# Aufgaben
(a) Beantworten Sie anhand des Textes zum Gesundheits-Web 2.0 die folgenden Fragen:
(i) Wie viele Kalorien hat der von Kai Sostmann gezeigte Burger?
(ii) Was lernen Kinder in dem Computerspiel „Power Defense“?
(iii) Welche eigene Plattform wird neben Google und Facebook für Selbsthilfegruppen genannt?
(b) Führen Sie den Text zum Gesundheits-Web 2.0 im selben Stil weiter, beginnend nach seinem letzten Satz.

# Vorgegebener Text
++++++++++++++++++++
Das Gesundheits-Web 2.0

Diagnose, immer öfter auch per Smartphone. Was kann das Internet bei gesundheitsfragen leisten, welche Gefahren gibt es?
Diagnose, immer öfter auch per Smartphone. Was kann das Internet bei gesundheitsfragen leisten, welche Gefahren gibt es?
© dpa

Das Wissen, selbst für die eigene Gesundheit zu sorgen und den Ausführungen ihrer Ärtze zu folgen, fehlt vielen Patienten allerdings oft schon bei sehr grundsätzlichen Fragen. Der E-Learning-Spezialist und Mediziner Kai Sostmann zeigt jetzt das Bild eines Burgers. „Wer weiß, wie viele Kalorien der hat?“, fragt er in den Raum. „1000?“, antwortet jemand zaghaft. Es sind nur rund 250, klärt Sostmann auf, für den Tageskonsum eines Kindes sind es aber trotzdem sehr viele, besonders, wenn noch ein Cola hinzu kommt. Übergewicht ist gerade unter weniger gebildeten Menschen ein großes Problem. Das liegt daran, das gesundes Essen manchmal mehr kostet. Aber auch an mangelndem Wissen. Und hier, meint Sostmann, kann das Web 2.0 helfen. Beim Diäthalten können heute schon Apps für das Smartphone den Menschen zur Seite springen. Sie vermessen etwa, wie viele Kilometer man gegangen oder gejoggt ist und errechnen den Kalorienverbrauch. Wer dabei eine Pulsuhr trägt, die mit dem Handy kommuniziert, kann das noch genauer erfassen. Weiter kombiniert mit einer App wie „Diet Coach“ lässt sich leichter mithalten, wie viel Energie man an einem Tag schon zu sich genommen hat und wie viel man verbraucht hat.

Auch für Menschen mit schwerwiegenden oder chronischen Erkrankungen gibt es bereits eine Reihe von Hilfestellungen aus dem Web. Apps, die an die Medikamenteneinnahme erinnern etwa. Oder das Computerspiel „Power Defense“, bei dem Kinder lernen, was bei Diabetes in ihrem Körper passiert. Oder die App iTriage, bei der man seine Symptome eingeben kann und gleich eine Reihe möglicher Diagnosen ausgespuckt bekommt. Und natürlich eine Unzahl von Selbsthilfegruppen und Beratungsangeboten in sozialen Netzwerken. Die sammeln sich zum einen bei den großen Anbietern Google und Facebook. Oder auf eigenen Plattformen wie „Patients like me“.
++++++++++++++++++++
# Gespeicherte Dateneinträge
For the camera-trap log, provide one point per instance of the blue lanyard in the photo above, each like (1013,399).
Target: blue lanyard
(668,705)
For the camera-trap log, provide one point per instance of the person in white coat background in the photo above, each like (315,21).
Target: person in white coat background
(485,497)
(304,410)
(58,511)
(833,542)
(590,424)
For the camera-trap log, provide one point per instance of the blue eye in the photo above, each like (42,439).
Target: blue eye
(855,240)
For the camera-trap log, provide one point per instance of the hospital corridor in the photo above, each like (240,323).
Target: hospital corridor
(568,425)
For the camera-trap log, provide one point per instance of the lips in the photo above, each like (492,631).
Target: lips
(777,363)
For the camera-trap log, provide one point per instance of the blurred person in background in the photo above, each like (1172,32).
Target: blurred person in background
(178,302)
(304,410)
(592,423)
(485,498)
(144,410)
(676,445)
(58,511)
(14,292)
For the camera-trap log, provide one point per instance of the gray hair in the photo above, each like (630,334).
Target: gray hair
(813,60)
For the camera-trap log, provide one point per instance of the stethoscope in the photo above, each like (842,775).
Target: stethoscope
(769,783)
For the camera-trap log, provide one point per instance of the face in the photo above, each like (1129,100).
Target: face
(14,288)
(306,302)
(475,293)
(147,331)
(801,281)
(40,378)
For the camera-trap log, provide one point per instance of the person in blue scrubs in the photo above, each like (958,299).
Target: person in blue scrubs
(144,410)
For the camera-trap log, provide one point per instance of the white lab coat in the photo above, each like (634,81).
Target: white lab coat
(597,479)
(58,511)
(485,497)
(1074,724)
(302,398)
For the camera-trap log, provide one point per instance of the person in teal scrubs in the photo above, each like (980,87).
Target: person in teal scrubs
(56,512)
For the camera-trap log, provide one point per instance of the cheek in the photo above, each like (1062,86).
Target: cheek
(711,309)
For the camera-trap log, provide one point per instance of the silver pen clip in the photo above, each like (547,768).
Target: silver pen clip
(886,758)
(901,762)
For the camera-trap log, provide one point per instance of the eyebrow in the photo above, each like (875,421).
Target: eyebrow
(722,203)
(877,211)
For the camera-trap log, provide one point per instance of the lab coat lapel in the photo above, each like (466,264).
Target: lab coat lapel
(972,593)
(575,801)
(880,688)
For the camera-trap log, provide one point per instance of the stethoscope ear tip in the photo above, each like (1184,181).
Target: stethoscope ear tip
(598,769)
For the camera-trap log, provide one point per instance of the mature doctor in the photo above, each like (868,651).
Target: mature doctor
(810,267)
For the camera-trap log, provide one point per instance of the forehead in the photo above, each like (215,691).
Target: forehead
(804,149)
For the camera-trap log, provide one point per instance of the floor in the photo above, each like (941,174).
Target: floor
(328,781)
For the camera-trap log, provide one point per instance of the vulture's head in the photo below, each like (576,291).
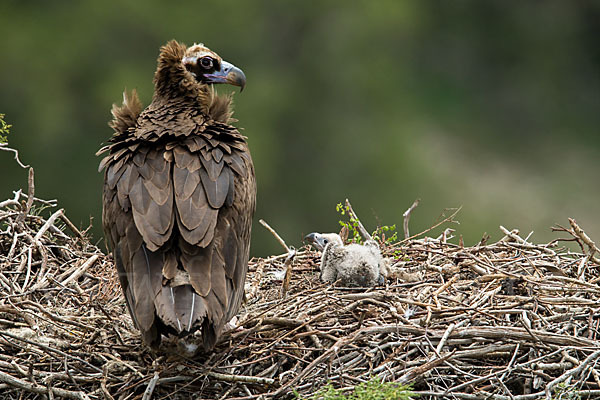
++++++++++++++++++++
# Lösungen
(a)
(i) Rund 250 Kalorien.
(ii) Sie lernen, was bei Diabetes in ihrem Körper passiert.
(iii) „Patients like me“.

(b)
Die amerikanische Webseite ist wohl im datenschutzsensiblen Deutschland nur schwer denkbar. Hier pflegen kranke Menschen öffentlich ihre Patientenakte, tragen ein, welche Befunde sie bekommen und welche Medikamente sie nehmen und halten Buch über ihr Befinden, sowohl das rein körperliche, als auch den seelischen Zustand. Kai Sostmann sieht das mit Blick auf den Datenschutz kritisch, gibt aber zu, dass ein solches Portal enorme Vorteile hat, für Patienten ebenso wie für Ärzte. „HIV-positive Patienten zum Beispiel nehmen häufig einen richtigen Medikamenten-Cocktail, da gibt es viel Abstimmungsbedarf“, sagt er. „Ich als Mediziner kann außerdem hinein schauen und meinen Patienten mit anderen vergleichen.“

Dass die im Schnitt kränkere Gruppe der deutschen Senioren bald in geschützten oder nicht geschützten Communities im Netz medizinische Daten austauscht, ist aber wohl nicht erwartbar. Zwar suchen heute schon 80 Prozent der Internetnutzer nach Gesundheitsinformationen im Netz, sagt Sostmann. Nur 32 Prozent nutzen dafür allerdings soziale Netzwerke und nur sechs Prozent sind aktiv und kommentieren selbst. Sostmann zitiert eine Studie der Unternehmensberatung PWC, die zeigt, dass die über 60-Jährigen sehr vorsichtig im Umgang mit Gesundheitsdaten sind. „Die Jungen sind bereit“, sagt er. Doch die sind noch nicht so oft krank.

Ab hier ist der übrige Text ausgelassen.